SHORT TASK >>
Show every line below that contains the string "tower", copying each line in full. Case counts.

"""

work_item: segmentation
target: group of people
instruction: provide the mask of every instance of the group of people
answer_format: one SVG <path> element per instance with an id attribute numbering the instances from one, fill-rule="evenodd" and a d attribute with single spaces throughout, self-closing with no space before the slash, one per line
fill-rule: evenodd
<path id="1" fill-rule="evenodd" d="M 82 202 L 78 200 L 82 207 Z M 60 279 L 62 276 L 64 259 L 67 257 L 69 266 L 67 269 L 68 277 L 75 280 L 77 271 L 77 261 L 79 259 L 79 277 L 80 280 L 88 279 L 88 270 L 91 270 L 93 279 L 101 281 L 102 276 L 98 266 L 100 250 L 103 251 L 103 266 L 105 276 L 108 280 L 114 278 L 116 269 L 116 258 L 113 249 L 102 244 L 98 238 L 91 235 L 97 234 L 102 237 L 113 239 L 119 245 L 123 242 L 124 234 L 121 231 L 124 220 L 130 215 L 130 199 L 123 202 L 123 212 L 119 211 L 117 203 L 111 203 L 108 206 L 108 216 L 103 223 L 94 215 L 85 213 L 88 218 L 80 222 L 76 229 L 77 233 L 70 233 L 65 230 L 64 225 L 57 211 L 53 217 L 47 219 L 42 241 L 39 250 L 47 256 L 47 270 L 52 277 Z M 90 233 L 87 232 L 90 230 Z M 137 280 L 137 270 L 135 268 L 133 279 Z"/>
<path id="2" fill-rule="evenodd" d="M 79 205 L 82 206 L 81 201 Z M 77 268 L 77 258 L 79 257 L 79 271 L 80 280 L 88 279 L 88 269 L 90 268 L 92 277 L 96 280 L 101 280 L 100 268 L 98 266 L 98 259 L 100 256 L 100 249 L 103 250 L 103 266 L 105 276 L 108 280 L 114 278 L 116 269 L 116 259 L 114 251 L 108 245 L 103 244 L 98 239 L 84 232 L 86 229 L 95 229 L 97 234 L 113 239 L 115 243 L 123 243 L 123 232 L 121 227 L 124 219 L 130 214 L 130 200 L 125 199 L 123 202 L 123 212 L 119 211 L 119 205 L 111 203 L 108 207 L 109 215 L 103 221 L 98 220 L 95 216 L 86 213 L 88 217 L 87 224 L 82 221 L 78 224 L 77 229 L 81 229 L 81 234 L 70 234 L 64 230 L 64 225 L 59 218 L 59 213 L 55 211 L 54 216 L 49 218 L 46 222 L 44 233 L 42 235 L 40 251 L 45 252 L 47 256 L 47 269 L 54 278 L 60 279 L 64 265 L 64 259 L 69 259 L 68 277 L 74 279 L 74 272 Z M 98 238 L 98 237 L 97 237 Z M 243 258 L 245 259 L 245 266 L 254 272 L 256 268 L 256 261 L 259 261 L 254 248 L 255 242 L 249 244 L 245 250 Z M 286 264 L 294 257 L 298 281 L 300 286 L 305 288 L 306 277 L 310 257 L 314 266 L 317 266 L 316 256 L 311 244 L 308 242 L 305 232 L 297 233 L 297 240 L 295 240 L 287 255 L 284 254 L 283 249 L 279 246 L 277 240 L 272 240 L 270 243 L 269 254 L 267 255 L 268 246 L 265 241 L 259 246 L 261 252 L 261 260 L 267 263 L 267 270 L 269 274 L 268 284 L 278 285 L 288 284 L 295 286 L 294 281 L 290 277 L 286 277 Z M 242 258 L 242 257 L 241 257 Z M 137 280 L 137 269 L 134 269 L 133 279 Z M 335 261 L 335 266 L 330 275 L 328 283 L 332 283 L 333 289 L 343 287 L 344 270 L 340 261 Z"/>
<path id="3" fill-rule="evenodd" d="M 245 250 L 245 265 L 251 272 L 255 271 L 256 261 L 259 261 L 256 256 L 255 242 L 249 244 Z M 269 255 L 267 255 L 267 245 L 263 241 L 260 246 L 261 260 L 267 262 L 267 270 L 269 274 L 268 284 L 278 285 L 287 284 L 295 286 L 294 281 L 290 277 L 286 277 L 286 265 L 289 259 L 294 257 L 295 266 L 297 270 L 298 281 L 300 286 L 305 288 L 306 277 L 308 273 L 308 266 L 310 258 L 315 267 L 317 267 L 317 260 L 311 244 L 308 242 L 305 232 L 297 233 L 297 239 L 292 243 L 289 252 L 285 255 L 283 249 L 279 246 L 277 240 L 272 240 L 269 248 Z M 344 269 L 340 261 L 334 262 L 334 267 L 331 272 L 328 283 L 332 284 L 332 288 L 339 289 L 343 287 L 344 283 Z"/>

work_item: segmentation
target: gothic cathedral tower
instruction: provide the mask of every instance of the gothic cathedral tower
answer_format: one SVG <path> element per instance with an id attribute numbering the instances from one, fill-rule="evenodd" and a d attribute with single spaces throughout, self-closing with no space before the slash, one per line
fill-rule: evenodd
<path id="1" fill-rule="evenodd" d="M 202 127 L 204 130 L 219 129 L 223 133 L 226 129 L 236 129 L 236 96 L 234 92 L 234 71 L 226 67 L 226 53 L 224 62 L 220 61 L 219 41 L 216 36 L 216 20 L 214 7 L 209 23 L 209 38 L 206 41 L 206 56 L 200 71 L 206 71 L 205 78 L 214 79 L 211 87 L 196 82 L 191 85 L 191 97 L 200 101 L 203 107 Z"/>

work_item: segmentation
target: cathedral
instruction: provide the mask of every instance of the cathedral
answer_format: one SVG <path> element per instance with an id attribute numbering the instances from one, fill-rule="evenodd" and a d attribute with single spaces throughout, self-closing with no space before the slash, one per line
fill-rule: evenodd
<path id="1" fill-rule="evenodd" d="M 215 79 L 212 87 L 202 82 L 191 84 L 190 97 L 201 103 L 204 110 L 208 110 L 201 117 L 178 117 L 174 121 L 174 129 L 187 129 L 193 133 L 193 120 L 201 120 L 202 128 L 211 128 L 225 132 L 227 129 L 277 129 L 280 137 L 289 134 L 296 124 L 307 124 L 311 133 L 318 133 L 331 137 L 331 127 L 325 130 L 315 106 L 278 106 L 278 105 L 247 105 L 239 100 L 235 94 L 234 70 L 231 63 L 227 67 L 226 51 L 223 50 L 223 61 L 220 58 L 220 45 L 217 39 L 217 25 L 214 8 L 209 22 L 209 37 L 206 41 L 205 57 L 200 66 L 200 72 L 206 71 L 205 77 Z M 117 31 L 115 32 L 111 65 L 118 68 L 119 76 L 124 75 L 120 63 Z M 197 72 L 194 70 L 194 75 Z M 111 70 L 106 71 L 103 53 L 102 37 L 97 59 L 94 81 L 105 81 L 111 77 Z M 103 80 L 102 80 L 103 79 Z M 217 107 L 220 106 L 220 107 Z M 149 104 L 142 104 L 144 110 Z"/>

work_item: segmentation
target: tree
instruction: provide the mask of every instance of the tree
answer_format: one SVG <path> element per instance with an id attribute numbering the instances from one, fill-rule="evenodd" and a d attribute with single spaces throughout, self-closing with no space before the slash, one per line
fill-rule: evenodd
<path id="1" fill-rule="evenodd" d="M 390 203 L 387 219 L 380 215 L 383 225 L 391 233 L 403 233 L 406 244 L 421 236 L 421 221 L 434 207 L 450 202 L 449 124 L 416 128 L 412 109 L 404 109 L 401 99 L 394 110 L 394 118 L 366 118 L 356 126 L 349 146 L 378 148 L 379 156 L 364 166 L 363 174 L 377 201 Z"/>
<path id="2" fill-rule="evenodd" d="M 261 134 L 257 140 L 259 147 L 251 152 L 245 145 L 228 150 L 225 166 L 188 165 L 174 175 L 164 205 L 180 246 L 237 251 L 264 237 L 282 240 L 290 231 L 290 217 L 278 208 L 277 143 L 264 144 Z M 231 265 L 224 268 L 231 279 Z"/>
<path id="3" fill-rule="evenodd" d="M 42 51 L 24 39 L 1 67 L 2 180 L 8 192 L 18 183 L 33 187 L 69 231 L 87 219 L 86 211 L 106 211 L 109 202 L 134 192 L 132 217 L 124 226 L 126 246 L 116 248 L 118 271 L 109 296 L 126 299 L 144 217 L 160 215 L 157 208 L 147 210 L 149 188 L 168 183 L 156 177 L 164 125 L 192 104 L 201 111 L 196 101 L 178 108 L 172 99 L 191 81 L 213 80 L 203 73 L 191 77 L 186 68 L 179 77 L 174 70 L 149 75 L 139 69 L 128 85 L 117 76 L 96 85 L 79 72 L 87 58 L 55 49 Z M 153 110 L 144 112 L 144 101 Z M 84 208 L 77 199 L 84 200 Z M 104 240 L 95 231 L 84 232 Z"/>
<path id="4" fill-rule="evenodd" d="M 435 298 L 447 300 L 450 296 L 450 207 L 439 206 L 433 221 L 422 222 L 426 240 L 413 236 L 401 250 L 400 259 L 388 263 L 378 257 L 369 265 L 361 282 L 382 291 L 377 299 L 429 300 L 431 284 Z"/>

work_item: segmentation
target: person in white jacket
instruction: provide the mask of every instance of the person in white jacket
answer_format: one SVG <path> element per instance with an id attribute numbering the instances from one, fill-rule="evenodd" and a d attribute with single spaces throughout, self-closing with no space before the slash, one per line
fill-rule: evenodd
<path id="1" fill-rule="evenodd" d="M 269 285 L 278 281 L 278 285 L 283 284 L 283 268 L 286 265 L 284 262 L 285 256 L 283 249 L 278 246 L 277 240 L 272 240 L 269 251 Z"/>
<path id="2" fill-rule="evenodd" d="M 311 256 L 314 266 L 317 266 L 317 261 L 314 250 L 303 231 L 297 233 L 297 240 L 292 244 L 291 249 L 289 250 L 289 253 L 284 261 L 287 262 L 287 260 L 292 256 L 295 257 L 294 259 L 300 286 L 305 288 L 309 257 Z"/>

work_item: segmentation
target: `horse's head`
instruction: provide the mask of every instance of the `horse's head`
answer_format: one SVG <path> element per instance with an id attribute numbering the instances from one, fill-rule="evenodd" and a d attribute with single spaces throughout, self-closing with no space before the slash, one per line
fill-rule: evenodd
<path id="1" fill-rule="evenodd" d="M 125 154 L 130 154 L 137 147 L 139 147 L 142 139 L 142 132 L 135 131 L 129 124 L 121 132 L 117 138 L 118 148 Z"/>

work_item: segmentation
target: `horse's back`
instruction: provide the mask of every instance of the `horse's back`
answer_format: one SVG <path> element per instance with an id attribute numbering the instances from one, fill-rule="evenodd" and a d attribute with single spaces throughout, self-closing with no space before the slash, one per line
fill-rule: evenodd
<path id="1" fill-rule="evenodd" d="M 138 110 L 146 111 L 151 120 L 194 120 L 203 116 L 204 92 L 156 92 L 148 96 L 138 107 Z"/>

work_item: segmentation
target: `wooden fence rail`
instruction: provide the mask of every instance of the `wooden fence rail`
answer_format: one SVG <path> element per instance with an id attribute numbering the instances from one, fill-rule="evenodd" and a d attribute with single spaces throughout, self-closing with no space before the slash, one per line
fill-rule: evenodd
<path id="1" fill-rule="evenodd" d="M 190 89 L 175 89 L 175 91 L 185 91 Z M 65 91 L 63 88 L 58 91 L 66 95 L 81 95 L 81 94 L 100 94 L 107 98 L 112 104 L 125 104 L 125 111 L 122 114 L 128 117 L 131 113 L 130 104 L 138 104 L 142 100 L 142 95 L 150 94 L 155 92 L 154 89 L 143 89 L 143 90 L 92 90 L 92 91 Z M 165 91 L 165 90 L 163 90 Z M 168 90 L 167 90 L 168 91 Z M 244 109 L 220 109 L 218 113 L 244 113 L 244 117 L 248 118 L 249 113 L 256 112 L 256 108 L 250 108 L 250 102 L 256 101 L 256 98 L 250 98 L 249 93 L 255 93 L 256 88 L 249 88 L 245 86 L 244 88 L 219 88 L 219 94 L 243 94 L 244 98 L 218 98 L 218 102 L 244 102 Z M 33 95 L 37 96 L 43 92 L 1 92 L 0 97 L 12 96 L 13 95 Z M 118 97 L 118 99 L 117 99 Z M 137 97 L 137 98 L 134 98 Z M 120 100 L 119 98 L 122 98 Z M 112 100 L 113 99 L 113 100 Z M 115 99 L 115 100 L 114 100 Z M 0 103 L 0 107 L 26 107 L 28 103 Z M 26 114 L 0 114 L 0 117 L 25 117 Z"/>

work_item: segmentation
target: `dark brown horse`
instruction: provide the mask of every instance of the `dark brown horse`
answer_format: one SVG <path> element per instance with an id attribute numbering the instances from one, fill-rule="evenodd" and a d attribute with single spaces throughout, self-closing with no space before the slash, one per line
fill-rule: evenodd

"""

EXERCISE OUTPUT >>
target: gothic cathedral tower
instruction: provide the mask of every instance of the gothic cathedral tower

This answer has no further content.